(Excerpts from point annotation data)
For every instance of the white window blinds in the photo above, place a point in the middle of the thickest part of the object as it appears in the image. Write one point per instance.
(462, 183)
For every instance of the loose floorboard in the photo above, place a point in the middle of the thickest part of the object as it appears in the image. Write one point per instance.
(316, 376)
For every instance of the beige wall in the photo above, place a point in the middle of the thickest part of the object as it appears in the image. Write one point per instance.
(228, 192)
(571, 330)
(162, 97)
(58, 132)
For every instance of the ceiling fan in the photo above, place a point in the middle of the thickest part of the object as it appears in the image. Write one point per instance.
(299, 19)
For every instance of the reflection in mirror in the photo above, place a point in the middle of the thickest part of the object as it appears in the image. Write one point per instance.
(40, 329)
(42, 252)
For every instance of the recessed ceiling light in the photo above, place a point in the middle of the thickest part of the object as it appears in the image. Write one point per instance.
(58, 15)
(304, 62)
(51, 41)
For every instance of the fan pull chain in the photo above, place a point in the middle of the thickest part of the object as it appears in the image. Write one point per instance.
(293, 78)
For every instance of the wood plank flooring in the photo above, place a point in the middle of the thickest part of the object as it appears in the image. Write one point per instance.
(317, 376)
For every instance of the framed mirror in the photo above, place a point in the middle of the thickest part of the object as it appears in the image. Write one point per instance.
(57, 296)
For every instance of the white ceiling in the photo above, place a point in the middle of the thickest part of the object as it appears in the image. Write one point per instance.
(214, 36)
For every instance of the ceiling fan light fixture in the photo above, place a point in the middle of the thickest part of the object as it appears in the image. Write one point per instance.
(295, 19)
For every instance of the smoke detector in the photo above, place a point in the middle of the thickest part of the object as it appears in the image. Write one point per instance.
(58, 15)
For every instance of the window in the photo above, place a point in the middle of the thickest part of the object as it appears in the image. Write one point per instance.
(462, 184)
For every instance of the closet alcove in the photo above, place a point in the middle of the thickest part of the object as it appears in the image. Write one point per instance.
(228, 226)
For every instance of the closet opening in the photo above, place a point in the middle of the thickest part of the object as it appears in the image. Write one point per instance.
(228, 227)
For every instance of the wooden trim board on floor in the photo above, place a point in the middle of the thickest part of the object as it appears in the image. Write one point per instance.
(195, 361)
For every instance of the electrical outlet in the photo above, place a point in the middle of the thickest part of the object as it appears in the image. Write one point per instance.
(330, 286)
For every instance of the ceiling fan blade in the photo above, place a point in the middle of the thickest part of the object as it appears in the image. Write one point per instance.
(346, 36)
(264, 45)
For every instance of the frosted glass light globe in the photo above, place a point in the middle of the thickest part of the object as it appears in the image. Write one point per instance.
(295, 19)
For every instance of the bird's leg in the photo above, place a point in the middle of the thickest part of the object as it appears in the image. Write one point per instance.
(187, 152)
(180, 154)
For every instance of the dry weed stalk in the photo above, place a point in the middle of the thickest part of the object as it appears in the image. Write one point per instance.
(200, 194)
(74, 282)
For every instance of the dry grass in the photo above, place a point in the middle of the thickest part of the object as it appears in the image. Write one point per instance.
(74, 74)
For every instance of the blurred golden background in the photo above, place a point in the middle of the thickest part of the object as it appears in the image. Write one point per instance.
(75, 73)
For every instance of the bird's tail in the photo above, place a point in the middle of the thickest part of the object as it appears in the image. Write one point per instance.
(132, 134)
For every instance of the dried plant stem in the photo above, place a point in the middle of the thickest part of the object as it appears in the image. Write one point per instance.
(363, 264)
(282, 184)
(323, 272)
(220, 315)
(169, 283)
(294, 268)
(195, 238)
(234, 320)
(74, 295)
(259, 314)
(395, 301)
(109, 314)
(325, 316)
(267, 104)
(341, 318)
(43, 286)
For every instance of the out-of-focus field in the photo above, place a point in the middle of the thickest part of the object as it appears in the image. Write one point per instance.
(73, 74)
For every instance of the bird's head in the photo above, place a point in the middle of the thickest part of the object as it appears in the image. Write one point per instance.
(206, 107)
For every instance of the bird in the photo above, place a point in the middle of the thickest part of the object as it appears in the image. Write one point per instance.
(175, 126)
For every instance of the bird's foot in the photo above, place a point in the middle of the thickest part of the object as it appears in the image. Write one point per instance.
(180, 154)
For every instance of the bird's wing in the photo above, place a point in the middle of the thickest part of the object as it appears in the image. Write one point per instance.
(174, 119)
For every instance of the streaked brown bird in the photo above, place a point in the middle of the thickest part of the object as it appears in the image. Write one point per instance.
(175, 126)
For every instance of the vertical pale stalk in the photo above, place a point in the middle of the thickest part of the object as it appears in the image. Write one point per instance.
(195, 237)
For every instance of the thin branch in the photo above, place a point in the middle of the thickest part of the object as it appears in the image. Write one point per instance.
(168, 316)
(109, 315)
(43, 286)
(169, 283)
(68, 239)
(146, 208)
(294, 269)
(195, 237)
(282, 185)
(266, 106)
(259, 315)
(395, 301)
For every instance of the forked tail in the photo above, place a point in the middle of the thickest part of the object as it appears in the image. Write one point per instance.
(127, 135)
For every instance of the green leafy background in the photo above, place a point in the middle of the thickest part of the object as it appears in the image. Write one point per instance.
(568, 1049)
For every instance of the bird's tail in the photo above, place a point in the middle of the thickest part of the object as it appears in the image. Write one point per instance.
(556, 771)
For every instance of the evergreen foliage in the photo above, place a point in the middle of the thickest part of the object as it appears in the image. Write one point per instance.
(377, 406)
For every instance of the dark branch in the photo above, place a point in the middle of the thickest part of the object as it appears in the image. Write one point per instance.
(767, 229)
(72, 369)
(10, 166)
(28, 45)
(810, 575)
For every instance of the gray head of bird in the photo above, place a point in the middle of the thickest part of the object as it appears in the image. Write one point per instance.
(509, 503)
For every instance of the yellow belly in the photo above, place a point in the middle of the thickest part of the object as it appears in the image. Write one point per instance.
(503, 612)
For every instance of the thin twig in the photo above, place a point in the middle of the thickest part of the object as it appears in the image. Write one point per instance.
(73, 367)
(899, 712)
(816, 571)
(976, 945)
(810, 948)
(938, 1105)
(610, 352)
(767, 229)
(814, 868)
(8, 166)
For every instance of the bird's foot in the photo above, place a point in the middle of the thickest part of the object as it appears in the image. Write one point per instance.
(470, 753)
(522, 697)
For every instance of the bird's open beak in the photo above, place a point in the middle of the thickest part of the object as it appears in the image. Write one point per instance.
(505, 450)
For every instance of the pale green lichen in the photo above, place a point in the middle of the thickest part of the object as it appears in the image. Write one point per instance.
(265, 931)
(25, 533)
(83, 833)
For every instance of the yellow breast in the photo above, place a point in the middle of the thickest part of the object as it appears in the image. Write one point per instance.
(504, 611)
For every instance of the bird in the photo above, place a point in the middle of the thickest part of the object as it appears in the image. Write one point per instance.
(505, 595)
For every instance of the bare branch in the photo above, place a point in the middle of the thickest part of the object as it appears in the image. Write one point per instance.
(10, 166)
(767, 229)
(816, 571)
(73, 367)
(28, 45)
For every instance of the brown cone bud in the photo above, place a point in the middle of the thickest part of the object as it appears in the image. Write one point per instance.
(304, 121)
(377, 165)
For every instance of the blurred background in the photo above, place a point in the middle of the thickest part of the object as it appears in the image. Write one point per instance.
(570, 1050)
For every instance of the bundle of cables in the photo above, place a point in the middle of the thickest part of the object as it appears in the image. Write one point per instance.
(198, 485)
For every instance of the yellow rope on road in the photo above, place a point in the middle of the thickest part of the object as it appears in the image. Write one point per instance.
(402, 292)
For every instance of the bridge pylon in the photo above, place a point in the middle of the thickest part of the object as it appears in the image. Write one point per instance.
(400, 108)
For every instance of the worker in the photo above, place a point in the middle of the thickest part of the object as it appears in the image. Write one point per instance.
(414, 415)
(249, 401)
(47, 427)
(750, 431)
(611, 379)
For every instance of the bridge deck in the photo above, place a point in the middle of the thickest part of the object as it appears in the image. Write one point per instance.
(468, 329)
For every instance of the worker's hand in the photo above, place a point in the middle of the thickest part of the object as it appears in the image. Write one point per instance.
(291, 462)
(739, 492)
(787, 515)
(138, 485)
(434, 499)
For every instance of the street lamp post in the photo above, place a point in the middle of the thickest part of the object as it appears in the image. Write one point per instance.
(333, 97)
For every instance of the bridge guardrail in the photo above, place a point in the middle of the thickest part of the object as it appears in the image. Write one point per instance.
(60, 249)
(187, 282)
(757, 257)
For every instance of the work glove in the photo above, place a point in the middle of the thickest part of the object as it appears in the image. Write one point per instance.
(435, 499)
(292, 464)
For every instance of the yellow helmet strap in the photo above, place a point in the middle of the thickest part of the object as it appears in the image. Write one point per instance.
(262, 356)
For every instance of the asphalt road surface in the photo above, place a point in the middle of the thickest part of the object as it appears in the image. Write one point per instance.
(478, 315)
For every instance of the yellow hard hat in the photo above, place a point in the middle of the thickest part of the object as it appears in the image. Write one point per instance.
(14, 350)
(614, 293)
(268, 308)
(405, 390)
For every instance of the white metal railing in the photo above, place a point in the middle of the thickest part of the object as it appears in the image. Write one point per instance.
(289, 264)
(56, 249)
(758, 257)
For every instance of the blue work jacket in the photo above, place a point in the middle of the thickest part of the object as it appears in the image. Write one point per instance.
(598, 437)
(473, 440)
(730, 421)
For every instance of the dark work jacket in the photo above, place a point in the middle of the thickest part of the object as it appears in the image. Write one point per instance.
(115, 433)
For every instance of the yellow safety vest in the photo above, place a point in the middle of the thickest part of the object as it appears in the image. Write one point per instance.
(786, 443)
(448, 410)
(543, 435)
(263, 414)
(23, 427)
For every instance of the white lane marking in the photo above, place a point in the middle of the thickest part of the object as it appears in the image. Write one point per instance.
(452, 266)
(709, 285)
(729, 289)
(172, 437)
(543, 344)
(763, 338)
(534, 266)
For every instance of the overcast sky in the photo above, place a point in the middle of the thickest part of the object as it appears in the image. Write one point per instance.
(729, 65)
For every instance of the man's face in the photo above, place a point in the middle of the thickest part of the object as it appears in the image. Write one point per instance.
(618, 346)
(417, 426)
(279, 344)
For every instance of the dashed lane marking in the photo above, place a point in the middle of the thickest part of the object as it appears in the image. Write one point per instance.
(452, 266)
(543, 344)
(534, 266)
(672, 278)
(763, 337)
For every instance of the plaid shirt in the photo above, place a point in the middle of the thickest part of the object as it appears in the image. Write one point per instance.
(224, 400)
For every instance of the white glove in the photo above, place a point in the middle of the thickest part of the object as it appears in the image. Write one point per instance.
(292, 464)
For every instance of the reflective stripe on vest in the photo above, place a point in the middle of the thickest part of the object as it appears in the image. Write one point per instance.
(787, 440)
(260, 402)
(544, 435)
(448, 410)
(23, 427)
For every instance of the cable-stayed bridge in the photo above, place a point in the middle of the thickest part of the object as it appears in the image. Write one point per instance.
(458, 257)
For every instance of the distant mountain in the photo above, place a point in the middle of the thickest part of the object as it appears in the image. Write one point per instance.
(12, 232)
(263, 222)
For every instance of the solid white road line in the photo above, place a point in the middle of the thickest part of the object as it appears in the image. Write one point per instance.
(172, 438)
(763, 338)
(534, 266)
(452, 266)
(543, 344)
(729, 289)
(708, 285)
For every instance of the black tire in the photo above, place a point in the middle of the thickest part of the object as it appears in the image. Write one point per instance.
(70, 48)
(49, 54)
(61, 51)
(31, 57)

» What you will do: Extract the closing run of lines, starting with the one containing "For every instance of the overcast" and ending at the last, exactly as written.

» Solution for this exercise:
For every instance of the overcast sky in the photo above, place a point in the middle of the thickest part of the object as it appears in the image. Write one point per instance.
(729, 65)
For every instance of the man's face in the photo above, place a point in the middle of the thickest part of the object as it appears in the image. Write one point per instance.
(618, 346)
(417, 426)
(279, 344)
For every instance of the dashed lane marking in the photo above, place a point in the middle of the thickest part of the object as it appears in the image. Write one point per instance.
(452, 266)
(543, 344)
(534, 266)
(672, 278)
(763, 337)
For every instance of the plaid shirt in the photo above, place a point in the middle of the thickest part of the object as it appears in the image. Write one point per instance.
(224, 400)
For every instance of the white glove in the photo above, place a point in the middle of the thickest part of the object as it appears in the image. Write one point per instance.
(292, 464)
For every instance of the reflective stripe on vest in the photo above, place a point in the middle of the thickest part of the object as it appears in the image. Write one point per instance.
(787, 440)
(260, 402)
(544, 435)
(448, 410)
(23, 427)
For every instance of the cable-stayed bridge in the photo above, place a point in the middle of the thickest part of the object as it appears in the image. Write one point per instance.
(458, 257)
For every instance of the distant mountain in the photo above, place a point in the middle of the thickest part of the object as it appears in the image. Write one point per instance.
(12, 232)
(263, 222)
For every instance of the solid white road line in the photo above, place a point in the middle of the thickest part of the object as it appears in the image. Write one point per instance.
(172, 438)
(763, 338)
(534, 266)
(452, 266)
(543, 344)
(729, 289)
(708, 285)
For every instance of the black tire in the photo above, place a point in the middle of the thickest part of the object as it appears in the image. Write one point per instance.
(70, 48)
(49, 54)
(61, 51)
(31, 57)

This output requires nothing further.